He has not been inside his log yet, but he has climbed on top of it twice. He also has not found his food and water dish by himself. I have to put him on them. At least now he walks around after I place him somewhere. Until yesterday he would just sit where placed and fall asleep.

The temperature by his food is around 80 degrees. On top of the log it is 78 degrees. Between the plant, drift wood, and water it is around 95 degrees. Where he is burrowed I am guessing is around the high 80's. Tomorow I will change his substrate to hold more moisture and to be easier to walk on.

Do I need play sand or can I use the reptile sand sold at the pet store? Maybe reptile sand and coconut coir, bed a beast, or eco earth?

Thanks again,
John

Two typos... anomaly* and tomorrow*.


----------



## Mr.Puff (Oct 6, 2009)

Sherman passed away. Refer to this post: http://www.tortoiseforum.org/thread-9539.html

Tyler over at Bluebeast Reptile has decided, without asking, to give me a new Hermann's free of charge. He doesn't know why Sherman died and says my setup is suitable. I stress that I don't blame him for what happened--he is a good breeder and takes care of his torts. Some things are just out of your control.

--John Harmony


----------



## Kymiie (Oct 7, 2009)

Hey, So sorry for your loss, I had a hatchling he died 4 months after of respiritry problems it was the pet shops fault as they gave me all the wrong stuff, for start they gave me a viv. When he died they said i couldnt haave another since sheffie was only insured for 1 week. So this time i bought an older baby around 1 and had him a year in a tort box...he seems fine!

I feel partly to blame for sheffie but thats all i can do it will stay with me forever.
I know how you feel xxx


----------

▶ **WRITTEN PROBLEM 1**
Rewrite the stretch of the tortoise forum thread from "Tyler over at" through "(Oct 7, 2009)", changing "free of charge" to "at no cost".

▶ **RECORDS PROVIDED**
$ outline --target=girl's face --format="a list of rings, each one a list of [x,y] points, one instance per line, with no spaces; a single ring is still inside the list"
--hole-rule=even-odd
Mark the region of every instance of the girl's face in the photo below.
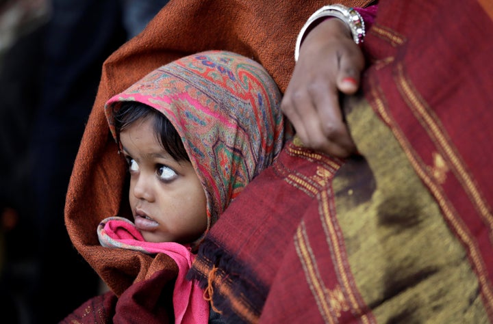
[[[161,146],[152,120],[138,120],[120,134],[135,224],[148,242],[190,243],[207,228],[205,193],[192,163]]]

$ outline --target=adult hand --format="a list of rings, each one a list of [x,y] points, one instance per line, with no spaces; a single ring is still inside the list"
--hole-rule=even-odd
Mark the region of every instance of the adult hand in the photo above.
[[[340,158],[356,152],[339,92],[357,91],[364,64],[349,29],[338,18],[323,21],[305,36],[281,103],[305,146]]]

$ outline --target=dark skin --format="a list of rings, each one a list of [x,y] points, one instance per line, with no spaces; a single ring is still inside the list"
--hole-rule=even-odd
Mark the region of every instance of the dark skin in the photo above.
[[[339,19],[325,20],[306,35],[281,104],[305,146],[339,158],[356,152],[338,96],[357,91],[364,65],[361,49]]]

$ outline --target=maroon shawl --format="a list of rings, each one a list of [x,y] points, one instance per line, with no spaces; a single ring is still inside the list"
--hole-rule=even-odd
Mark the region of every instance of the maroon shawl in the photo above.
[[[159,314],[156,319],[166,321],[169,310],[157,312],[155,306],[156,303],[162,306],[170,302],[172,290],[168,288],[170,284],[173,286],[178,268],[166,256],[153,258],[99,245],[94,229],[101,219],[118,213],[127,195],[122,192],[125,167],[110,135],[104,104],[159,66],[213,49],[253,58],[266,68],[283,91],[294,66],[298,31],[314,12],[331,2],[335,1],[171,1],[142,33],[105,61],[68,185],[65,223],[75,248],[120,297],[117,310],[131,309],[129,314],[138,316],[136,310],[140,309],[142,314],[149,311],[146,314],[150,316]],[[344,2],[362,7],[370,1]],[[157,280],[154,291],[151,280]],[[162,287],[164,291],[160,290]],[[142,298],[146,295],[149,297]],[[66,321],[90,322],[99,319],[100,323],[111,319],[114,300],[111,295],[106,297],[108,303],[89,301]]]
[[[231,323],[493,321],[493,5],[381,1],[360,157],[295,139],[212,228],[189,278]]]

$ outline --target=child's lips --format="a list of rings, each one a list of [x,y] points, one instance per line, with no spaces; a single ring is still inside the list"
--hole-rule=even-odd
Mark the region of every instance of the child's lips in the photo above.
[[[135,216],[134,223],[136,227],[140,230],[153,231],[159,226],[159,224],[155,220],[139,215]]]

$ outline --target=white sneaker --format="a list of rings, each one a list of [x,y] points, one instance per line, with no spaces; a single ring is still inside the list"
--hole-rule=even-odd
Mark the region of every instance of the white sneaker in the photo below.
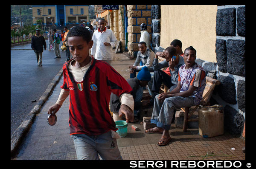
[[[114,120],[114,121],[123,120],[122,117],[119,117],[119,114],[115,113],[113,113],[113,119]]]

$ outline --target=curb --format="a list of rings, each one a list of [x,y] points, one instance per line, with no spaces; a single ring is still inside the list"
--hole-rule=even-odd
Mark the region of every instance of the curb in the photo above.
[[[29,130],[37,114],[40,112],[41,108],[52,94],[52,92],[57,84],[61,78],[63,73],[63,72],[61,68],[38,101],[38,104],[34,107],[30,113],[26,116],[23,122],[12,135],[11,137],[11,158],[14,157],[17,154],[19,146]]]

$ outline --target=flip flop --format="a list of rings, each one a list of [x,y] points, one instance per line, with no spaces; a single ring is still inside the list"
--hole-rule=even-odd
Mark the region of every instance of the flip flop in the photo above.
[[[169,142],[170,142],[171,140],[172,140],[172,138],[171,137],[170,137],[170,138],[168,138],[167,136],[165,136],[165,135],[162,135],[161,138],[160,138],[159,141],[158,141],[158,143],[157,143],[157,145],[159,146],[165,146],[168,143],[169,143]],[[163,143],[162,144],[160,144],[159,143],[161,142],[161,141],[163,141]]]
[[[154,127],[154,128],[151,128],[151,129],[147,130],[148,130],[148,131],[146,131],[146,130],[145,130],[145,132],[146,133],[160,133],[160,134],[162,134],[163,133],[163,132],[161,132],[160,131],[158,131],[158,130],[157,129],[157,127]]]

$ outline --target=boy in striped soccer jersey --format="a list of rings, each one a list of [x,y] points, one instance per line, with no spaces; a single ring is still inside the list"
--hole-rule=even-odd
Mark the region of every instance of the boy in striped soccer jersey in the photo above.
[[[99,160],[99,155],[103,160],[122,159],[108,105],[111,93],[119,96],[120,116],[124,114],[127,122],[133,121],[132,89],[109,64],[89,55],[93,43],[91,38],[89,31],[81,26],[68,32],[67,43],[73,58],[63,65],[61,91],[48,113],[56,113],[69,95],[70,135],[78,159]]]
[[[163,133],[157,144],[164,146],[171,139],[169,134],[173,110],[198,104],[205,87],[205,72],[195,62],[196,51],[192,46],[185,50],[185,64],[179,69],[177,87],[155,97],[151,122],[157,127],[145,131],[147,133]]]

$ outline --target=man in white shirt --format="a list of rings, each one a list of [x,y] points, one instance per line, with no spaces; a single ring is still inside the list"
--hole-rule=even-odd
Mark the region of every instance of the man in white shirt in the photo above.
[[[94,32],[92,39],[93,45],[91,56],[111,65],[113,60],[112,48],[116,46],[118,41],[113,31],[106,28],[106,21],[104,19],[100,18],[98,22],[99,28]]]
[[[143,23],[140,25],[140,42],[145,42],[147,44],[147,49],[150,49],[150,36],[147,31],[147,25]]]

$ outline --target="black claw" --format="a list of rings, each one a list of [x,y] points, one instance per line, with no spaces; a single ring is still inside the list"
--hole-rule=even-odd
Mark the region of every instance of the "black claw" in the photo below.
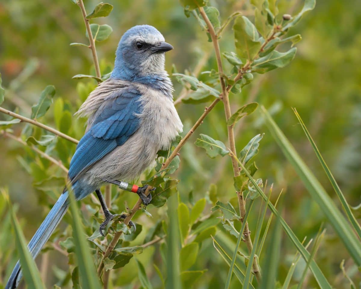
[[[99,232],[100,233],[100,234],[102,236],[104,237],[105,236],[105,235],[103,233],[103,231],[106,229],[106,226],[109,224],[109,223],[117,215],[113,215],[110,212],[105,215],[105,220],[104,220],[103,223],[100,224],[100,225],[99,227]]]
[[[145,206],[149,204],[152,200],[152,195],[151,194],[149,194],[148,196],[146,196],[145,194],[144,193],[144,192],[145,191],[145,190],[147,190],[147,188],[148,186],[149,186],[148,185],[145,185],[143,187],[139,187],[136,192],[137,194],[139,196],[139,197],[140,198],[142,201],[143,202],[143,203]],[[155,189],[155,188],[154,188],[150,190],[153,191]]]

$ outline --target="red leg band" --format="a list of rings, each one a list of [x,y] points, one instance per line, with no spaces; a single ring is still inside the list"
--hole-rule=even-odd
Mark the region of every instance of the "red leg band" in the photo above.
[[[132,191],[133,193],[136,193],[138,190],[138,188],[139,188],[139,187],[136,185],[133,185],[133,187],[132,188]]]

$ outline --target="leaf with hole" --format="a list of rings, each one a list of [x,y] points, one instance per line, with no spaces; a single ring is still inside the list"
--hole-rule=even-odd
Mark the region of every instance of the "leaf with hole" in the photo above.
[[[241,58],[252,60],[261,48],[258,32],[247,17],[238,17],[233,26],[237,53]]]
[[[53,103],[53,98],[55,94],[55,88],[48,85],[42,92],[38,103],[31,107],[31,118],[33,119],[43,116],[48,111]]]
[[[214,158],[219,155],[224,156],[229,153],[224,144],[220,141],[213,139],[206,134],[201,134],[200,138],[197,139],[194,144],[206,150],[206,153],[212,159]]]
[[[106,17],[113,10],[113,5],[108,3],[100,2],[94,9],[93,12],[87,15],[87,19],[97,18],[98,17]]]
[[[106,39],[113,32],[113,29],[107,24],[99,25],[93,23],[90,24],[90,29],[95,41],[103,41]],[[88,31],[86,33],[88,37]]]

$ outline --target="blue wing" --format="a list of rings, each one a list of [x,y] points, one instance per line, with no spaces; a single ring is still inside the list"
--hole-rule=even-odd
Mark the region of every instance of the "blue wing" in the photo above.
[[[70,163],[68,177],[77,176],[118,146],[139,127],[141,96],[136,89],[125,88],[103,103],[95,113],[91,128],[79,142]]]

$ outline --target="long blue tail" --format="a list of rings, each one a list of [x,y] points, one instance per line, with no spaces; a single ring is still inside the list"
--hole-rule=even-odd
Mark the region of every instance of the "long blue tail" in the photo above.
[[[66,212],[69,206],[68,199],[68,192],[61,194],[35,234],[31,238],[28,247],[32,258],[34,259],[49,240]],[[16,288],[21,279],[21,277],[20,263],[18,261],[10,275],[5,289]]]

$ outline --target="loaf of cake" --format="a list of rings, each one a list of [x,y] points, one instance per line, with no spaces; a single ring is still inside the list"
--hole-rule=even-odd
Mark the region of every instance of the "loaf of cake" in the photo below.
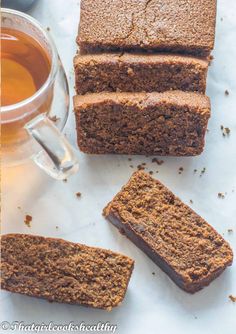
[[[85,153],[198,155],[210,117],[203,94],[94,93],[74,97],[78,146]]]
[[[80,51],[149,50],[209,55],[216,0],[82,0]]]
[[[134,261],[62,239],[7,234],[0,266],[2,289],[111,310],[124,298]]]
[[[109,92],[205,93],[208,61],[172,54],[91,54],[74,58],[77,94]]]
[[[207,286],[232,264],[232,250],[215,229],[143,171],[103,213],[187,292]]]

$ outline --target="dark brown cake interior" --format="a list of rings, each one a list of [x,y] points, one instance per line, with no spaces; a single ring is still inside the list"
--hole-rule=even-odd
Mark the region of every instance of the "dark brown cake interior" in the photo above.
[[[62,239],[1,237],[1,287],[63,303],[110,310],[124,298],[130,258]]]
[[[228,243],[143,171],[133,174],[104,215],[189,292],[208,285],[232,263]]]

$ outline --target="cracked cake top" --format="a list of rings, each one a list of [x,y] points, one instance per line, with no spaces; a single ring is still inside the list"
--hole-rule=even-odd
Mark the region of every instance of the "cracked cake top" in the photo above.
[[[162,50],[209,55],[216,0],[82,0],[81,52]]]

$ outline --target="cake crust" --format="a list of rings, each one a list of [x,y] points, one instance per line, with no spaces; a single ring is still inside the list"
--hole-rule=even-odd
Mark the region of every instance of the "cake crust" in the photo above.
[[[232,264],[232,250],[216,230],[143,171],[103,214],[186,292],[201,290]]]
[[[82,0],[81,52],[151,50],[209,55],[216,0]]]
[[[6,234],[0,266],[7,291],[111,310],[125,296],[134,261],[62,239]]]
[[[175,54],[102,53],[74,58],[77,94],[109,92],[205,93],[208,60]]]
[[[97,93],[74,97],[78,146],[91,154],[191,156],[202,152],[209,99],[197,93]]]

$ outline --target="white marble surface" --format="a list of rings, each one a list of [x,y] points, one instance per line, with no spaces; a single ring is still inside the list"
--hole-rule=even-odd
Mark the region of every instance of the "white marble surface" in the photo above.
[[[25,323],[117,324],[119,334],[233,334],[236,328],[236,264],[209,287],[195,295],[181,291],[170,279],[102,217],[105,204],[128,180],[135,167],[147,163],[154,173],[184,202],[189,203],[218,232],[236,253],[236,2],[219,0],[214,61],[208,77],[212,101],[204,153],[194,158],[164,158],[164,164],[151,163],[151,157],[86,156],[79,151],[79,173],[67,183],[54,181],[32,162],[2,169],[2,232],[41,234],[120,251],[135,259],[135,270],[122,306],[107,313],[79,306],[1,292],[3,321]],[[38,0],[31,14],[55,39],[70,81],[73,95],[72,57],[79,20],[79,1]],[[225,90],[229,96],[225,96]],[[220,126],[231,129],[223,137]],[[71,111],[65,133],[76,146]],[[178,174],[179,167],[184,171]],[[199,176],[200,171],[206,172]],[[198,172],[194,174],[193,170]],[[80,191],[82,197],[76,198]],[[219,192],[227,193],[224,199]],[[20,208],[17,208],[20,207]],[[24,216],[33,216],[31,228]],[[58,228],[57,228],[58,227]],[[228,233],[233,229],[233,233]],[[155,272],[155,276],[152,275]],[[5,331],[6,333],[7,331]],[[1,331],[4,333],[4,331]]]

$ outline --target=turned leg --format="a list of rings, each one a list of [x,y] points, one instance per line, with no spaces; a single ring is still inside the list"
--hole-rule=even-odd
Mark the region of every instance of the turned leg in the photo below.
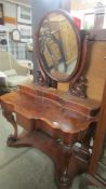
[[[13,125],[14,133],[8,137],[6,145],[12,146],[17,140],[17,124],[12,112],[2,110],[4,118]]]
[[[59,168],[58,165],[56,165],[56,178],[58,184],[58,189],[69,189],[69,162],[71,157],[71,148],[69,146],[65,146],[62,144],[63,148],[63,157],[61,157],[61,161],[58,160],[58,163],[61,164]]]

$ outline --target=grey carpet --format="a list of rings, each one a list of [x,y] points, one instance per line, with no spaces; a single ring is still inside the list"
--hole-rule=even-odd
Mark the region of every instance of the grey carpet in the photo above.
[[[0,110],[0,189],[56,189],[52,160],[38,149],[6,147],[12,131]],[[77,176],[71,189],[84,189],[82,179]]]

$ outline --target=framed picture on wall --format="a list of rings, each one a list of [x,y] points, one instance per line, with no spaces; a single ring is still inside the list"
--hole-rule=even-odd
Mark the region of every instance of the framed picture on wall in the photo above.
[[[21,41],[22,42],[27,42],[29,39],[32,38],[31,26],[18,24],[17,29],[21,32]]]
[[[0,3],[0,25],[4,25],[3,4]]]
[[[17,22],[23,24],[31,24],[31,9],[28,6],[17,6]]]

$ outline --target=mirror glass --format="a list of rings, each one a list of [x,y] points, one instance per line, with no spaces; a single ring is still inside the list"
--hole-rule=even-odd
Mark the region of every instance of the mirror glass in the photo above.
[[[66,80],[78,62],[78,41],[72,25],[62,13],[48,15],[40,27],[39,50],[44,70],[56,80]]]

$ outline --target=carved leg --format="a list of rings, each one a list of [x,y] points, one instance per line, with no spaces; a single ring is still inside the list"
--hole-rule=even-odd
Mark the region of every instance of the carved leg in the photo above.
[[[2,110],[2,114],[13,125],[14,133],[8,137],[6,145],[11,147],[17,140],[17,124],[12,112]]]
[[[61,168],[58,170],[57,173],[57,183],[58,183],[58,189],[69,189],[69,161],[71,157],[71,148],[69,146],[64,146],[63,147],[63,161]],[[56,167],[57,172],[57,167]]]

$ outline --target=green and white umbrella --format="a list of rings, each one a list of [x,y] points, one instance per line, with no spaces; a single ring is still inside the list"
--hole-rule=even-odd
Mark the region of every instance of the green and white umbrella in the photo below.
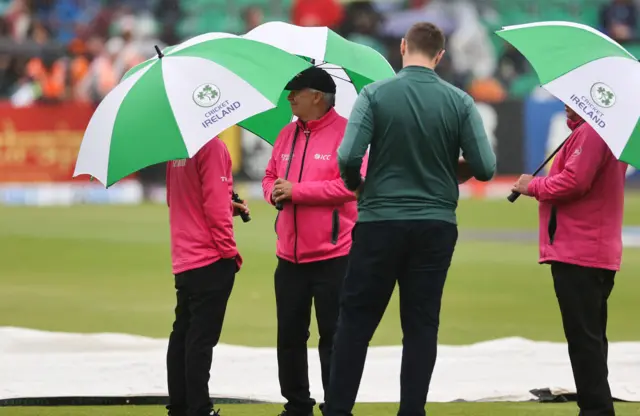
[[[147,166],[195,155],[213,137],[277,106],[306,60],[250,39],[208,33],[158,51],[102,100],[74,177],[107,187]]]
[[[336,111],[346,118],[362,88],[395,75],[389,62],[375,49],[351,42],[327,27],[269,22],[242,37],[304,57],[325,69],[336,82]],[[273,144],[282,127],[294,119],[287,94],[283,92],[276,109],[241,122],[239,126]]]
[[[640,167],[640,63],[582,24],[540,22],[496,32],[531,63],[543,88],[589,123],[614,155]]]

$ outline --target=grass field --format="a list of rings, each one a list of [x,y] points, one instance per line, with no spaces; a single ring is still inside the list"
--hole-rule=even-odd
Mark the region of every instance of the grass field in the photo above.
[[[237,276],[221,342],[275,344],[272,207],[251,203],[253,221],[236,222],[245,259]],[[526,198],[461,201],[461,230],[534,230],[536,205]],[[629,195],[625,224],[640,225],[640,196]],[[166,208],[0,207],[0,326],[67,332],[124,332],[167,337],[174,292]],[[609,339],[640,340],[640,250],[627,249],[610,303]],[[440,342],[469,344],[507,336],[564,341],[546,266],[532,242],[461,239],[445,288]],[[373,345],[398,345],[394,296]],[[310,345],[316,345],[315,325]],[[274,380],[275,382],[275,380]],[[278,407],[225,406],[225,414],[276,414]],[[362,406],[359,414],[395,413],[395,405]],[[436,415],[574,415],[573,405],[434,404]],[[0,408],[0,415],[162,414],[159,408]],[[619,408],[640,415],[640,406]]]

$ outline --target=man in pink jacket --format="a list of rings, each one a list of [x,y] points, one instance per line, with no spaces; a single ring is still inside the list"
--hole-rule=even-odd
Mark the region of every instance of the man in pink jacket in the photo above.
[[[169,415],[217,415],[208,382],[227,301],[242,259],[231,201],[231,157],[219,138],[167,164],[167,204],[177,305],[167,351]]]
[[[275,225],[278,376],[287,399],[281,416],[309,416],[315,405],[307,371],[311,303],[326,391],[340,288],[358,213],[356,197],[340,179],[336,160],[347,120],[333,108],[335,82],[326,71],[311,67],[286,89],[298,120],[280,132],[262,189],[270,204],[282,204]]]
[[[580,416],[615,415],[607,381],[607,299],[622,258],[627,165],[566,107],[573,133],[546,177],[513,190],[540,201],[540,263],[551,264]]]

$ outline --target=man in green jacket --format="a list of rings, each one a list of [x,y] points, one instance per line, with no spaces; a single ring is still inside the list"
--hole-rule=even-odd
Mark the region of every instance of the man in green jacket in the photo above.
[[[358,222],[334,341],[325,416],[355,403],[369,341],[400,287],[399,416],[422,416],[436,361],[442,291],[458,239],[458,184],[489,181],[496,157],[473,99],[434,72],[444,35],[430,23],[402,40],[403,69],[362,90],[338,149]],[[366,183],[360,175],[370,147]],[[462,150],[462,159],[460,151]]]

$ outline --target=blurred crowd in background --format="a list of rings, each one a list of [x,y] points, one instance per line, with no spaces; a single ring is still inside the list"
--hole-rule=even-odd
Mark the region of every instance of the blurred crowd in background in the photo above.
[[[585,23],[636,56],[640,0],[0,0],[0,97],[99,102],[132,66],[205,32],[243,34],[267,21],[328,26],[401,67],[417,21],[447,35],[442,78],[476,100],[530,94],[537,78],[493,31],[543,20]]]

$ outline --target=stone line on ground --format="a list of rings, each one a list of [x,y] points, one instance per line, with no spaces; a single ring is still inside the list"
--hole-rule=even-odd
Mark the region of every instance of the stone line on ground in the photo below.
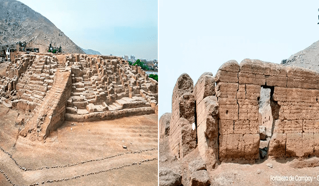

▶ **WRITTEN PROBLEM 2**
Gather every line of the listing that contains the string "picture", matching case exactly.

▶ **TASK OUTPUT 1**
Tyler over at Bluebeast Reptile has decided, without asking, to give me a new Hermann's at no cost. He doesn't know why Sherman died and says my setup is suitable. I stress that I don't blame him for what happened--he is a good breeder and takes care of his torts. Some things are just out of your control.

--John Harmony


----------



## Kymiie (Oct 7, 2009)

▶ **TASK OUTPUT 2**
$ outline --target=framed picture on wall --format="a list of rings, each one a list of [x,y] points, one instance per line, with no spaces; a single ring is still inside the list"
Mark the region of every instance of the framed picture on wall in the photo above.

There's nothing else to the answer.